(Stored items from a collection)
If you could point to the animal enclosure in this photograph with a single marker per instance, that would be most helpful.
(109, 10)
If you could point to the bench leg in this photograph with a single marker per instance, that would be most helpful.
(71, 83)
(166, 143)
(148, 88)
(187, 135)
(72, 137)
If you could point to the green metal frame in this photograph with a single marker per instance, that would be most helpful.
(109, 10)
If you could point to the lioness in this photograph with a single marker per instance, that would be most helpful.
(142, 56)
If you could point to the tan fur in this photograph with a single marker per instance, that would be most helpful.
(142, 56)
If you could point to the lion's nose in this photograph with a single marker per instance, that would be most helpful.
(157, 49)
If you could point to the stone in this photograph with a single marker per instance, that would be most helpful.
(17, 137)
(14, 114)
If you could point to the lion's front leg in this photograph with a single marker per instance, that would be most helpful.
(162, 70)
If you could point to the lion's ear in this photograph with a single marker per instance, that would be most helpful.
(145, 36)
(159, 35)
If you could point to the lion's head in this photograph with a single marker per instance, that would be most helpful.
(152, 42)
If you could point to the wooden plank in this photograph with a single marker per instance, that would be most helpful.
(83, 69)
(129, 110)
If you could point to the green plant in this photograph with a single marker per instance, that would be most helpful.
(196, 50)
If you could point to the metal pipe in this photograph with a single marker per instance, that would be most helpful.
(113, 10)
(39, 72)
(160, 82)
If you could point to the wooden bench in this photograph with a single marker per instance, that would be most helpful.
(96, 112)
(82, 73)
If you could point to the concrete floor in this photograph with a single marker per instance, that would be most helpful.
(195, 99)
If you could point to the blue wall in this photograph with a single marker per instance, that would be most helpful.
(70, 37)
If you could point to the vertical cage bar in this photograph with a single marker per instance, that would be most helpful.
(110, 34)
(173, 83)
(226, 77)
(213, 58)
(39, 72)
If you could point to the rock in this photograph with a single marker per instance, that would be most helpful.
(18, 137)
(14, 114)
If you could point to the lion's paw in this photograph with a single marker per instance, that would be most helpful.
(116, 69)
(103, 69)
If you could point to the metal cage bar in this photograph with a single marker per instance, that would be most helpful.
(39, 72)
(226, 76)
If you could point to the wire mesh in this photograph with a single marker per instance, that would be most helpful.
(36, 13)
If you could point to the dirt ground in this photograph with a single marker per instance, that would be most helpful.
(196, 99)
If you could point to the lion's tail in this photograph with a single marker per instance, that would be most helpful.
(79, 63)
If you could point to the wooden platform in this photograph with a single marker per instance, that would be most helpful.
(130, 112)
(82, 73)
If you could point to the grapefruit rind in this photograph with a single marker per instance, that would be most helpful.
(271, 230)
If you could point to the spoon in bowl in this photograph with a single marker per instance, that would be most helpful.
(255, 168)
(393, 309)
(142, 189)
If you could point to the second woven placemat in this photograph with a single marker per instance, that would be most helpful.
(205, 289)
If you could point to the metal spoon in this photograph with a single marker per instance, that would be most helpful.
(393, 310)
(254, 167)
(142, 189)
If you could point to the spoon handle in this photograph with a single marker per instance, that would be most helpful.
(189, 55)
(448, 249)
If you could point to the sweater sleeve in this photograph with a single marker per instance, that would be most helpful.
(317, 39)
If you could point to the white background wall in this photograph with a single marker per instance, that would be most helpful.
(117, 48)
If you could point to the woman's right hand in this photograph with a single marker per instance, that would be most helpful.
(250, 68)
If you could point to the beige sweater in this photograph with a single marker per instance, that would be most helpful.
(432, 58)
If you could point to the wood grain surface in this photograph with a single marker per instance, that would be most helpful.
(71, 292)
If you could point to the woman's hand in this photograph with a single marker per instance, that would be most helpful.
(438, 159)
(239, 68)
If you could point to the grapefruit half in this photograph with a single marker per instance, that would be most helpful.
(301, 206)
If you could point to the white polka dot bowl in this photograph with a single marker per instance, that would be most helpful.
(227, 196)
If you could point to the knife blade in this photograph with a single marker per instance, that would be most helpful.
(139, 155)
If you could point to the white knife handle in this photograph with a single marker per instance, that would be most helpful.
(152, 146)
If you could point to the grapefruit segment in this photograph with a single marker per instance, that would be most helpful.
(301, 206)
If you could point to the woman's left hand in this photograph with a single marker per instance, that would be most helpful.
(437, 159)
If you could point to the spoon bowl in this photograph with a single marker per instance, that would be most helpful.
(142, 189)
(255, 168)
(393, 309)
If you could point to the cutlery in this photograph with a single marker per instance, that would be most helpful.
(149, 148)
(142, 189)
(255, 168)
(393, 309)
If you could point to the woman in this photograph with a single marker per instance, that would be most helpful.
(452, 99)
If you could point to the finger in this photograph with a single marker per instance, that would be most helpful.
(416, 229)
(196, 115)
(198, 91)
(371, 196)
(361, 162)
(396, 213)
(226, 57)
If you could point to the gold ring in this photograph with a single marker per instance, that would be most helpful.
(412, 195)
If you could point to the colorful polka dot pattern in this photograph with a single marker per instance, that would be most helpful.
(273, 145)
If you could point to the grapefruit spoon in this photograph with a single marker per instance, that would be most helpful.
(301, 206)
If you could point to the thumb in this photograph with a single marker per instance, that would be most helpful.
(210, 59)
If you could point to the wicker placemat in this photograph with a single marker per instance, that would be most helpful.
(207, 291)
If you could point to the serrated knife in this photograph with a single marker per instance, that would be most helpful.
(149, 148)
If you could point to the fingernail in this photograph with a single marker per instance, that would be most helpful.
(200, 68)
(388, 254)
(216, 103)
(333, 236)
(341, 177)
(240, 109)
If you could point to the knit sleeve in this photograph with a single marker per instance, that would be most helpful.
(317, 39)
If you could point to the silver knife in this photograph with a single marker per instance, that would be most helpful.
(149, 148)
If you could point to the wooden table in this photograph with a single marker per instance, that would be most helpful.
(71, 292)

▸ **Task to complete**
Write out the entries verbatim, all of them.

▸ **Expected answer**
If you could point to the animal enclosure in this photograph with a single marker per instance, that would be most helpful.
(109, 10)
If you could point to the bench leg in this photograph with a single marker per instance, that would be most helpful.
(71, 83)
(166, 143)
(148, 88)
(187, 135)
(72, 137)
If you could point to the green metal frame in this photograph with a single marker per instance, that would be most helpful.
(109, 10)
If you could point to the lioness in this photograph with a single marker per instance, that would be most helpful.
(142, 56)
If you could point to the tan fur in this photograph with a single marker per instance, that would be most helpful.
(142, 56)
If you could point to the lion's nose in this photograph with a single marker per instance, that would be most helpful.
(157, 49)
If you could point to the stone in this photograph with a single marker per instance, that would be most helpful.
(17, 137)
(14, 114)
If you could point to the lion's front leg in this photograph with a single marker per instance, that would be most helpful.
(162, 70)
If you could point to the lion's ear in this photograph with a single marker per instance, that would be most helpful.
(145, 36)
(159, 35)
If you could point to the lion's head in this photograph with a single marker per instance, that would be most helpful.
(152, 42)
If you could point to the wooden plank in this photograph with a single marker per instance, that would be most helpful.
(83, 69)
(129, 110)
If you could point to the green plant in this photograph with a single marker per instance, that would be most helpful.
(196, 50)
If you could point to the metal pipe in this photograph with a single marker per instance, that would be most helpful.
(113, 10)
(39, 72)
(160, 82)
If you could point to the wooden bench in this photograph with a single marker per instance, that would be most helpful.
(96, 112)
(82, 73)
If you could point to the concrete floor in this photograph with a single marker per instance, that would be most helpful.
(195, 99)
If you could point to the blue wall in this photograph with a single marker per instance, that would be most helpful.
(70, 37)
If you could point to the vertical cage bar in this photograph with a single marker per instance, that would be most helpful.
(110, 34)
(173, 83)
(226, 77)
(213, 58)
(39, 72)
If you could point to the rock in this photograph with a single marker per instance, that would be most helpful.
(18, 137)
(14, 114)
If you could point to the lion's paw in this photograph with a single marker per instance, that would be most helpful.
(116, 69)
(103, 69)
If you could point to the metal cage bar in this photograph with a single marker per instance, that would be most helpful.
(39, 72)
(226, 76)
If you could point to the wire mesh in this photograph with a single marker per instance, that would be most helpful.
(36, 13)
If you could point to the dirt ground in this photograph with a single marker per instance, that would be most helpful.
(196, 99)
If you could point to the lion's tail in this photograph with a single marker per instance, that would be most helpful.
(79, 63)
If you could point to the wooden platform in this photograph with a single marker per instance, that would be most helpful.
(130, 112)
(82, 73)
If you could point to the grapefruit rind in this photograph with a single marker per instance, that would be most helpful.
(271, 230)
If you could point to the spoon in bowl in this photograph with a single marker per instance, that would be most helpful.
(255, 168)
(393, 309)
(142, 189)
If you could point to the second woven placemat in this photograph with a single marker per instance, that would be most helpful.
(205, 289)
If you could point to the metal spoon in this photograph with a single marker per instance, that would be most helpful.
(393, 310)
(254, 167)
(142, 189)
If you could point to the spoon handle in this photograph with a single marker per instance, that would be most helpful.
(189, 55)
(448, 249)
If you could point to the sweater sleeve in this photograph with a single marker per instance, that would be most helpful.
(317, 39)
If you could point to the white background wall in this photograph with a single marker per instance, that would be most helpful.
(117, 48)
If you could point to the woman's right hand in this photograph with a single marker per instance, that would be most helpful.
(250, 68)
If you could point to the beige sweater in this photograph with a single marker per instance, that would be most helpful.
(432, 58)
If you could point to the wood grain surface in this photograph with a single marker per instance, that would be most helpful.
(71, 292)
If you could point to the woman's hand in this photograph with a single marker per instance, that would be most helpful.
(438, 159)
(239, 68)
If you could point to the grapefruit half in this photograph with a single marker per instance, that would be most helpful.
(301, 206)
If you could point to the white polka dot bowl in this photograph with a single marker per instance, that would be most helpful.
(227, 196)
If you could point to the knife blade in this photograph with a single marker per instance, that would be most helpful.
(139, 155)
If you could point to the white knife handle in this photograph with a single marker per instance, that would be most helpful.
(152, 146)
If you could point to the grapefruit segment in this photograph with a single marker per instance, that would be most helpful.
(301, 206)
If you could point to the woman's left hand in this photograph with a single marker per instance, that would be most helpful.
(437, 159)
If you could point to the spoon bowl in this photograph with a single marker per instance, that would be most helpful.
(142, 189)
(255, 168)
(393, 309)
If you could point to the cutlery in this photograph with a single marker per instance, that would be most helpful.
(149, 148)
(142, 189)
(255, 168)
(393, 309)
If you could point to the woman in this photograph with a single marker per instance, that would be most helpful.
(452, 99)
If you could point to the finger in this photograph with a single marker per instance, that would be most helpful.
(416, 229)
(196, 115)
(198, 91)
(371, 196)
(361, 162)
(396, 213)
(226, 57)
If you could point to the gold ring in this photograph with a single marker per instance, that would be most helpful.
(412, 195)
If you could point to the colorful polka dot pattern in this photograph with a single marker per instance, that would be most helpful.
(273, 145)
If you could point to the grapefruit spoon in this photograph with a single marker per instance, that would be most helpful.
(301, 206)
If you could point to the thumb in this photograph with a single marker per instance, that would be most helpful.
(210, 59)
If you could point to the wicker placemat in this photograph with a single marker per instance, that would be most helpful.
(207, 291)
If you could point to the serrated knife in this photograph with a single marker per instance, that would be most helpful.
(149, 148)
If you could point to the fingernail in this photograph with a single marker per instance, that would be most helpful.
(200, 68)
(388, 254)
(216, 103)
(333, 236)
(341, 177)
(240, 109)
If you could point to the knit sleeve in this photograph with a single marker per instance, that would be most helpful.
(317, 39)
If you could point to the silver knife in this photograph with a single marker per instance, that would be most helpful.
(149, 148)
If you could point to the wooden table in this photograph with a single marker per instance, that would be most helpful.
(71, 292)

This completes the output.